- **YOUR GOAL**
Put every line of the listing below into a Markdown table with a Row column for the row number and a Line column for the line itself, leaving out blank lines.

- **RECORDED INFORMATION**
::::
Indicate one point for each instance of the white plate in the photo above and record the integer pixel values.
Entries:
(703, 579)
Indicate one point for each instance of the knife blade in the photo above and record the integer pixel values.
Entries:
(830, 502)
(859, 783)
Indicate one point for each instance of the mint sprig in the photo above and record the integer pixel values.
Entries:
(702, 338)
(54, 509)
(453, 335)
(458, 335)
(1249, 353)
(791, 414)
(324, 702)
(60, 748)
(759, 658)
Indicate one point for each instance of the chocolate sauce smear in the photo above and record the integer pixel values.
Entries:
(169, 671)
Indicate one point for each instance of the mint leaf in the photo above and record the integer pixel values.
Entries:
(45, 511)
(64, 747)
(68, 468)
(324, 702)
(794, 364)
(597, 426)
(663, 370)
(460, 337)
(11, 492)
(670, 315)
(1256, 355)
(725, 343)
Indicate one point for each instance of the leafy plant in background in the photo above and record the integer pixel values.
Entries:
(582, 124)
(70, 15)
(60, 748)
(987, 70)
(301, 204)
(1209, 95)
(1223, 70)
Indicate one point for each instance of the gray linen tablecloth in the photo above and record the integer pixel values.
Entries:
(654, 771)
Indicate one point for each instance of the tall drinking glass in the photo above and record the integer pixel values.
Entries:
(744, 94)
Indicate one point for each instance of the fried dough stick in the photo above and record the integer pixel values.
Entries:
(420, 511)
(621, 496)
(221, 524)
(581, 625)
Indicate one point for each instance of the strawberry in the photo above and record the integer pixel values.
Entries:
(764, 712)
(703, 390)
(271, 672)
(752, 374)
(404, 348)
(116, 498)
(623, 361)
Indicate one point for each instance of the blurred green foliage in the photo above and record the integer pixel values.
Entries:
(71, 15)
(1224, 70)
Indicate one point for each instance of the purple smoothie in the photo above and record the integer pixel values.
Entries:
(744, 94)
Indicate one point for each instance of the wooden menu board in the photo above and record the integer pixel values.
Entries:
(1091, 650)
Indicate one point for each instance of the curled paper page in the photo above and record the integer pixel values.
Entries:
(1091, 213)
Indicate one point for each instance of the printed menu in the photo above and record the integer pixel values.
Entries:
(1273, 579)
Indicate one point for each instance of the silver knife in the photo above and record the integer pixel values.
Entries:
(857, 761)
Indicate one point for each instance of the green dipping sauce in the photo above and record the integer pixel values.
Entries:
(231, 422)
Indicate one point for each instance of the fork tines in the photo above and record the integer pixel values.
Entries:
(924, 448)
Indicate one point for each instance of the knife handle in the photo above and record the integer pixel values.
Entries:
::::
- **SOLUTION FOR THIS PROBLEM**
| Row | Line |
|---|---|
| 1 | Indicate one point for each instance of the white plate in the photo above and record the integer pixel values. |
| 2 | Entries: |
| 3 | (703, 579) |
| 4 | Indicate one point for each instance of the knife blade in the photo above and record the integer pixel values. |
| 5 | Entries: |
| 6 | (830, 502) |
| 7 | (859, 783) |
| 8 | Indicate one point for each instance of the mint sprig in the photo above and record the integer pixel values. |
| 9 | Entries: |
| 10 | (702, 338) |
| 11 | (54, 509) |
| 12 | (453, 335) |
| 13 | (458, 335) |
| 14 | (1249, 353) |
| 15 | (791, 414) |
| 16 | (324, 702) |
| 17 | (60, 748) |
| 18 | (759, 658) |
| 19 | Indicate one point for each instance of the chocolate sauce smear in the photo above and record the integer pixel values. |
| 20 | Entries: |
| 21 | (169, 671) |
| 22 | Indicate one point for each instance of the mint leaf in the photo above and record the integer pixel values. |
| 23 | Entries: |
| 24 | (45, 511) |
| 25 | (64, 747) |
| 26 | (68, 468) |
| 27 | (324, 702) |
| 28 | (794, 364) |
| 29 | (597, 426) |
| 30 | (663, 370) |
| 31 | (460, 337) |
| 32 | (11, 492) |
| 33 | (670, 315) |
| 34 | (1256, 355) |
| 35 | (725, 343) |
| 36 | Indicate one point for each instance of the leafy plant in background in the photo above and record the integer pixel values. |
| 37 | Entries: |
| 38 | (582, 124) |
| 39 | (70, 15) |
| 40 | (60, 748) |
| 41 | (987, 70) |
| 42 | (301, 204) |
| 43 | (1209, 95) |
| 44 | (1223, 70) |
| 45 | Indicate one point for each instance of the gray linen tablecloth in the photo above and record the integer pixel values. |
| 46 | Entries: |
| 47 | (654, 771) |
| 48 | Indicate one point for each instance of the tall drinking glass in the photo above and record the integer pixel values. |
| 49 | Entries: |
| 50 | (744, 94) |
| 51 | Indicate one point for each instance of the fried dough stick in the photo above and record the integer pixel values. |
| 52 | Entries: |
| 53 | (420, 511) |
| 54 | (621, 496) |
| 55 | (221, 524) |
| 56 | (581, 625) |
| 57 | Indicate one point for each instance of the strawberry in the photo above and record the integer pixel values. |
| 58 | Entries: |
| 59 | (764, 712) |
| 60 | (703, 390) |
| 61 | (271, 672) |
| 62 | (752, 374) |
| 63 | (404, 348) |
| 64 | (116, 498) |
| 65 | (623, 361) |
| 66 | Indicate one point for each instance of the blurred green foliage in the photo above and record the integer pixel values. |
| 67 | Entries: |
| 68 | (71, 15) |
| 69 | (1224, 70) |
| 70 | Indicate one point for each instance of the purple smoothie in the photo above and record the integer pixel values. |
| 71 | Entries: |
| 72 | (744, 94) |
| 73 | Indicate one point for each instance of the wooden menu board in the photo above and record the integer pixel values. |
| 74 | Entries: |
| 75 | (1091, 650) |
| 76 | Indicate one point for each instance of the curled paper page in the photo above and record the integer pixel values. |
| 77 | Entries: |
| 78 | (1091, 213) |
| 79 | Indicate one point for each instance of the printed menu in the photo above and record the integer pixel values. |
| 80 | Entries: |
| 81 | (1273, 579) |
| 82 | Indicate one point for each instance of the silver knife in the photo above and record the integer pixel values. |
| 83 | Entries: |
| 84 | (857, 761) |
| 85 | Indicate one point for each instance of the green dipping sauce in the photo above and record the integer pixel values. |
| 86 | Entries: |
| 87 | (231, 422) |
| 88 | Indicate one point for each instance of the fork tines in the photo above and record the integer pixel values. |
| 89 | Entries: |
| 90 | (924, 448) |
| 91 | Indicate one point for each instance of the knife handle in the photo above and record the integer pixel values. |
| 92 | Entries: |